▸ **EXERCISE OBJECTIVE**
Each entry is to be restated word for word, with nothing omitted.

Segmentation mask data:

━━━━━━━━━━

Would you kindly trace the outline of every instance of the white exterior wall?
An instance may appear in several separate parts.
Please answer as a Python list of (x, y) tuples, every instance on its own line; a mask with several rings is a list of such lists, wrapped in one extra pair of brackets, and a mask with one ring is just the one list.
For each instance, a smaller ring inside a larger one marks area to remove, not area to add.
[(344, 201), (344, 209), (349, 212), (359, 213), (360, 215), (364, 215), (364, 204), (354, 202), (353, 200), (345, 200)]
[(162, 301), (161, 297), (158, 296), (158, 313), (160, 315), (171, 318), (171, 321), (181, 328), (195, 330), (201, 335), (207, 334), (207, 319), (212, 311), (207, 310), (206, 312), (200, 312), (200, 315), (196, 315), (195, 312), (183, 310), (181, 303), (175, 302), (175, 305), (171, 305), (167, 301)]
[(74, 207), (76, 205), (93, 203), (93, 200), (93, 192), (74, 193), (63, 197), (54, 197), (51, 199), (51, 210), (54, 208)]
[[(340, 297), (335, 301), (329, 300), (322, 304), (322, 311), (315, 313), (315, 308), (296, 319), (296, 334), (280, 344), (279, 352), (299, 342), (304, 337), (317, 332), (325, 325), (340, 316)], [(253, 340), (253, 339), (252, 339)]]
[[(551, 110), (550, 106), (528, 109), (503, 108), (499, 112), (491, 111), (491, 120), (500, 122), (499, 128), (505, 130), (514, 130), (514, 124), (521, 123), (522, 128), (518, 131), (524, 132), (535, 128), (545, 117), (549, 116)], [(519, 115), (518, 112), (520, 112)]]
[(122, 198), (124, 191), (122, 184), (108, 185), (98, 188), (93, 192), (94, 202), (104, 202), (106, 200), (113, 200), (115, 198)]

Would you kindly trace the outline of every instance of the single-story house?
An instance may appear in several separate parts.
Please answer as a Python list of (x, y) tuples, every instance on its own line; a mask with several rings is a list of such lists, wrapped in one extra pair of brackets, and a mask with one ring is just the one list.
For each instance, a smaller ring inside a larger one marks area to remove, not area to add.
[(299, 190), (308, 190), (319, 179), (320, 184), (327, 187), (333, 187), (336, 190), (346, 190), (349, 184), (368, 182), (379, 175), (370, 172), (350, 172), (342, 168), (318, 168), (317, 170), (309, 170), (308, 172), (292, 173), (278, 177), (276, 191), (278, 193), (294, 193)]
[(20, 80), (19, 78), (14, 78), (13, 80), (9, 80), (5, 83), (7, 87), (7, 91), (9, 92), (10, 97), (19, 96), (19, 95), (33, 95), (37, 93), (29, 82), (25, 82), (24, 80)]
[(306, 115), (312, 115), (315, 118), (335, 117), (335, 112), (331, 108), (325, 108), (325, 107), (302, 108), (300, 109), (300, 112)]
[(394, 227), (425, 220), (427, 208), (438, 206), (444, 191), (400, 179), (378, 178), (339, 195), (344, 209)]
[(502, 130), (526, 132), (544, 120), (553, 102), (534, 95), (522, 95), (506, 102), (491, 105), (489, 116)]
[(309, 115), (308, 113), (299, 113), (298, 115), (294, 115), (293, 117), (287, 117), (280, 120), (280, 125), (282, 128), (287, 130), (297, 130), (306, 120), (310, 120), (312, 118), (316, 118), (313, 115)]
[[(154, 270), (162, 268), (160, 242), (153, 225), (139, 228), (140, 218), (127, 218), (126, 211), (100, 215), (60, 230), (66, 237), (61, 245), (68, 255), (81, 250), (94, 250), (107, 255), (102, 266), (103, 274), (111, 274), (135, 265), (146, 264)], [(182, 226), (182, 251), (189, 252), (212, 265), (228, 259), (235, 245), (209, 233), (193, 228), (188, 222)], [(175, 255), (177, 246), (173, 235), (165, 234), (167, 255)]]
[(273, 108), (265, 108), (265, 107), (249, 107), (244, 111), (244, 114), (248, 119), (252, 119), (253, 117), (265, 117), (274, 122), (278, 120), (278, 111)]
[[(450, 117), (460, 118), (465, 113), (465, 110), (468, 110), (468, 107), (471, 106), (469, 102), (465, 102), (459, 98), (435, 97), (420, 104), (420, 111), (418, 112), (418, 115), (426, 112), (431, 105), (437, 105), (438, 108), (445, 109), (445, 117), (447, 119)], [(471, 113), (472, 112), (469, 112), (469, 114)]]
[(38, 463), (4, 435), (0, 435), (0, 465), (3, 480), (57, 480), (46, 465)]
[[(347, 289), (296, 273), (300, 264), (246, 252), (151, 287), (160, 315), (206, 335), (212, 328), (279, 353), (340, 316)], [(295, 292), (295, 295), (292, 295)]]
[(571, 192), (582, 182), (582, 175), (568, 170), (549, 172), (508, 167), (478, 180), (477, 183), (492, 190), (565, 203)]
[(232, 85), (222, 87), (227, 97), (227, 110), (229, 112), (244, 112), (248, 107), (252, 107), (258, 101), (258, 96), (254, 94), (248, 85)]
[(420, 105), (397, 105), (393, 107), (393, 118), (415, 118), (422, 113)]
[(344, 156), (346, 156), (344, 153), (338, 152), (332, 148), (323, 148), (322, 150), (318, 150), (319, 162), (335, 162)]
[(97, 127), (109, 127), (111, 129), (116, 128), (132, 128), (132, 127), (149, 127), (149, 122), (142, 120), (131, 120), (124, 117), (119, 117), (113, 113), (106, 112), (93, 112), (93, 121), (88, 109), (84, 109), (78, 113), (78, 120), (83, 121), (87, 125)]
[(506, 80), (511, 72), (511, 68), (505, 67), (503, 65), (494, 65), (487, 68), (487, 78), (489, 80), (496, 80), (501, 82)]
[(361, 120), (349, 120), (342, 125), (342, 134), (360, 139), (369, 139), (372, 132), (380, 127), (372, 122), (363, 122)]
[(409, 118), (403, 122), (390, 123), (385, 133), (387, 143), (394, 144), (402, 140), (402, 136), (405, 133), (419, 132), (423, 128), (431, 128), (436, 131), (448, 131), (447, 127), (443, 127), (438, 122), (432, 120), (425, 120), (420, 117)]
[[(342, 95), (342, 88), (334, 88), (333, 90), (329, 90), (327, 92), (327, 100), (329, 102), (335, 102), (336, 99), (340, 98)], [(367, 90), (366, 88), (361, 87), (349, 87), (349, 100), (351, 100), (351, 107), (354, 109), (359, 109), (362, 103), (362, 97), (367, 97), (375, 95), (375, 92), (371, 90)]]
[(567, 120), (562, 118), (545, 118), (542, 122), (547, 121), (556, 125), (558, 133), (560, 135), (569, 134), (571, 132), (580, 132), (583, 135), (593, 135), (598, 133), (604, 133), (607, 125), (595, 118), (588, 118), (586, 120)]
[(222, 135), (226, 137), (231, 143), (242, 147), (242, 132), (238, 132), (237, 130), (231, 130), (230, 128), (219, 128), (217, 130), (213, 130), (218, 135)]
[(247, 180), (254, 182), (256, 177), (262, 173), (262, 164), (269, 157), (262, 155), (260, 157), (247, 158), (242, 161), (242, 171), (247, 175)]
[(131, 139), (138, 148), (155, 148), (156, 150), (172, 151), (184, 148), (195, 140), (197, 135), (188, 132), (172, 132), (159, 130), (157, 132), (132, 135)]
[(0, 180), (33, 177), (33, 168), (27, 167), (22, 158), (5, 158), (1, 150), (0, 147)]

━━━━━━━━━━

▸ **OUTPUT**
Would you kindly trace the outline of every instance of the white exterior wall?
An instance may appear in several separate parts.
Please answer as a Python list of (x, y) tuples, every instance on its own line; a mask with several rings is a list of such lists, wrapped in one extra pair of brackets, and a mask with one ring is just the one list.
For each instance, a smaller ring inside a larger one marks area to remove, not area to add.
[(344, 201), (344, 209), (349, 212), (359, 213), (360, 215), (364, 215), (364, 204), (354, 202), (353, 200), (345, 200)]
[(162, 301), (161, 297), (158, 296), (158, 313), (160, 315), (171, 318), (171, 321), (181, 328), (195, 330), (201, 335), (207, 334), (207, 319), (212, 311), (207, 310), (206, 312), (200, 312), (200, 315), (196, 315), (195, 312), (183, 310), (181, 303), (175, 302), (175, 305), (171, 305), (167, 301)]
[(74, 207), (76, 205), (93, 203), (93, 200), (93, 192), (74, 193), (63, 197), (54, 197), (51, 199), (51, 210), (54, 208)]
[[(340, 297), (335, 301), (329, 300), (322, 304), (322, 311), (315, 313), (315, 308), (296, 319), (296, 334), (280, 344), (279, 352), (299, 342), (304, 337), (317, 332), (325, 325), (340, 316)], [(253, 340), (253, 339), (252, 339)]]
[[(551, 110), (550, 106), (528, 109), (503, 108), (499, 112), (491, 111), (491, 120), (500, 122), (499, 128), (505, 130), (514, 130), (514, 124), (521, 123), (522, 128), (518, 131), (524, 132), (535, 128), (545, 117), (549, 116)], [(519, 115), (518, 112), (520, 112)]]
[(122, 198), (124, 191), (122, 184), (108, 185), (98, 188), (93, 192), (94, 202), (104, 202), (106, 200), (113, 200), (115, 198)]

Would you kindly trace the outline of every instance of the single-story house?
An instance may appear in several separate parts.
Please answer as a Python list of (x, y) tuples, every instance on its own line; a mask with several rings is a list of such lists, wrapped in one extra pair of brackets, and a mask with one ring is just the one list.
For each instance, a smaller ring inside a larger one marks area to remove, not area to add.
[(299, 190), (308, 190), (319, 179), (320, 184), (327, 187), (333, 187), (336, 190), (346, 190), (349, 184), (368, 182), (379, 175), (370, 172), (350, 172), (342, 168), (318, 168), (317, 170), (309, 170), (308, 172), (292, 173), (278, 177), (276, 191), (278, 193), (294, 193)]
[(20, 80), (19, 78), (14, 78), (13, 80), (9, 80), (5, 83), (7, 87), (7, 91), (9, 92), (10, 97), (19, 96), (19, 95), (33, 95), (37, 93), (29, 82), (25, 82), (24, 80)]
[(306, 115), (312, 115), (315, 118), (335, 117), (335, 112), (331, 108), (325, 108), (325, 107), (302, 108), (300, 109), (300, 112)]
[(394, 227), (425, 220), (427, 208), (438, 206), (444, 191), (400, 179), (378, 178), (339, 195), (344, 209)]
[(502, 130), (526, 132), (544, 120), (553, 102), (534, 95), (522, 95), (506, 102), (491, 105), (489, 116)]
[(309, 115), (308, 113), (299, 113), (298, 115), (294, 115), (293, 117), (287, 117), (280, 120), (280, 125), (282, 128), (287, 130), (297, 130), (306, 120), (310, 120), (312, 118), (316, 118), (313, 115)]
[[(154, 270), (162, 268), (160, 242), (153, 225), (139, 228), (140, 218), (127, 218), (126, 211), (100, 215), (60, 230), (66, 237), (61, 245), (68, 255), (81, 250), (94, 250), (107, 255), (102, 266), (103, 274), (111, 274), (135, 265), (146, 264)], [(182, 226), (182, 251), (189, 252), (212, 265), (228, 259), (235, 245), (209, 233), (193, 228), (188, 222)], [(175, 255), (177, 246), (173, 235), (165, 234), (167, 255)]]
[(273, 108), (265, 108), (265, 107), (249, 107), (244, 111), (244, 114), (248, 119), (252, 119), (253, 117), (265, 117), (274, 122), (278, 120), (278, 111)]
[[(450, 117), (460, 118), (465, 113), (465, 110), (468, 110), (468, 107), (471, 106), (469, 102), (465, 102), (459, 98), (435, 97), (420, 104), (420, 111), (418, 112), (418, 115), (426, 112), (431, 105), (437, 105), (438, 108), (445, 109), (445, 117), (447, 119)], [(471, 113), (472, 112), (469, 112), (469, 114)]]
[(38, 463), (4, 435), (0, 435), (0, 465), (3, 480), (57, 480), (46, 465)]
[[(347, 289), (296, 273), (300, 264), (246, 252), (151, 287), (160, 315), (206, 335), (212, 328), (279, 353), (340, 316)], [(295, 292), (295, 295), (292, 295)]]
[(571, 192), (582, 182), (582, 175), (568, 170), (549, 172), (508, 167), (478, 180), (477, 183), (492, 190), (565, 203)]
[(232, 85), (222, 87), (227, 97), (227, 110), (229, 112), (244, 112), (248, 107), (252, 107), (258, 101), (258, 96), (254, 94), (248, 85)]
[(420, 105), (397, 105), (393, 107), (393, 118), (415, 118), (422, 113)]
[(344, 156), (346, 156), (344, 153), (338, 152), (332, 148), (323, 148), (322, 150), (318, 150), (319, 162), (335, 162)]
[(97, 127), (109, 127), (111, 129), (116, 128), (132, 128), (132, 127), (149, 127), (149, 122), (142, 120), (131, 120), (124, 117), (119, 117), (113, 113), (106, 112), (93, 112), (93, 121), (88, 109), (84, 109), (78, 113), (78, 120), (83, 121), (87, 125)]
[(506, 80), (511, 72), (511, 68), (505, 67), (503, 65), (494, 65), (487, 68), (487, 78), (489, 80), (496, 80), (501, 82)]
[(361, 120), (349, 120), (342, 125), (342, 134), (360, 139), (369, 139), (372, 132), (380, 127), (372, 122), (363, 122)]
[(409, 118), (403, 122), (390, 123), (385, 133), (387, 143), (394, 144), (402, 140), (402, 136), (405, 133), (419, 132), (423, 128), (431, 128), (436, 131), (448, 131), (447, 127), (443, 127), (438, 122), (432, 120), (425, 120), (420, 117)]
[[(342, 95), (342, 88), (334, 88), (333, 90), (329, 90), (327, 92), (327, 100), (329, 102), (335, 102), (336, 99), (340, 98)], [(367, 90), (366, 88), (361, 87), (349, 87), (349, 100), (351, 100), (351, 107), (354, 109), (359, 109), (362, 103), (362, 97), (367, 97), (375, 95), (375, 92), (371, 90)]]
[(567, 120), (562, 118), (545, 118), (542, 122), (547, 121), (556, 125), (558, 133), (560, 135), (569, 134), (571, 132), (580, 132), (583, 135), (593, 135), (598, 133), (604, 133), (607, 125), (595, 118), (588, 118), (586, 120)]
[(222, 135), (226, 137), (231, 143), (242, 147), (242, 132), (238, 132), (237, 130), (231, 130), (230, 128), (219, 128), (217, 130), (213, 130), (218, 135)]
[(247, 180), (254, 182), (256, 177), (262, 173), (262, 164), (269, 157), (262, 155), (260, 157), (247, 158), (242, 161), (242, 171), (247, 175)]
[(131, 139), (138, 148), (155, 148), (156, 150), (172, 151), (184, 148), (195, 140), (197, 135), (188, 132), (172, 132), (159, 130), (157, 132), (132, 135)]
[(0, 180), (33, 177), (33, 168), (27, 167), (22, 158), (5, 158), (1, 150), (0, 147)]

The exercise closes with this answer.